▶ [Your instructions]
An exact copy of the data is needed, but without any of its images.

### Material for this task

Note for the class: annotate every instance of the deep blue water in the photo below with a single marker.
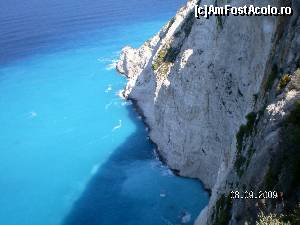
(72, 152)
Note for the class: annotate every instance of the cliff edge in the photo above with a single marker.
(219, 96)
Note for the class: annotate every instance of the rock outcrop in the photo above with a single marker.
(198, 81)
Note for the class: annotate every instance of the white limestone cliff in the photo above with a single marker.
(195, 81)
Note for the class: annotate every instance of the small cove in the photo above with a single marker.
(71, 149)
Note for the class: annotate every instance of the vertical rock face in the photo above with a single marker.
(197, 79)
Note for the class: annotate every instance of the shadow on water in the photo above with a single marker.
(104, 201)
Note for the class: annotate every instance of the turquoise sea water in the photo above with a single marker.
(72, 152)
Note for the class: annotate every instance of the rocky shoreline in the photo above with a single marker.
(208, 91)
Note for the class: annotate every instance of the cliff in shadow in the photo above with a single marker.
(221, 98)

######

▶ [Task output]
Note for the class: annotate every instance of the deep blue water in the photo below with a single marker.
(72, 152)
Note for the class: annotate every instance of the cliff edge in the photo above with a single marker.
(219, 96)
Note for the class: annotate every instance of the rock outcrop in the photo above with a single marker.
(198, 81)
Note for the class: annotate every instance of the white limestone cliff in the photo above with a single marker.
(195, 81)
Note for the class: annotate every instance of the small cove in the photo above with a single marker.
(71, 149)
Note for the class: annotate every instance of the vertical rock face in the photo above with a single marker.
(197, 79)
Note for the class: annotate every instance of the shadow on water in the photo above with a single marker.
(104, 201)
Note for the class: annotate every instance of the turquoise sea water in the photo above with a single marker.
(72, 152)
Note for the class: annotate every instance of the rocky shoreline in the photo above with a single marker.
(208, 91)
Note for the class: annotate every instance of the cliff in shadow in the photo above with a single marker.
(221, 98)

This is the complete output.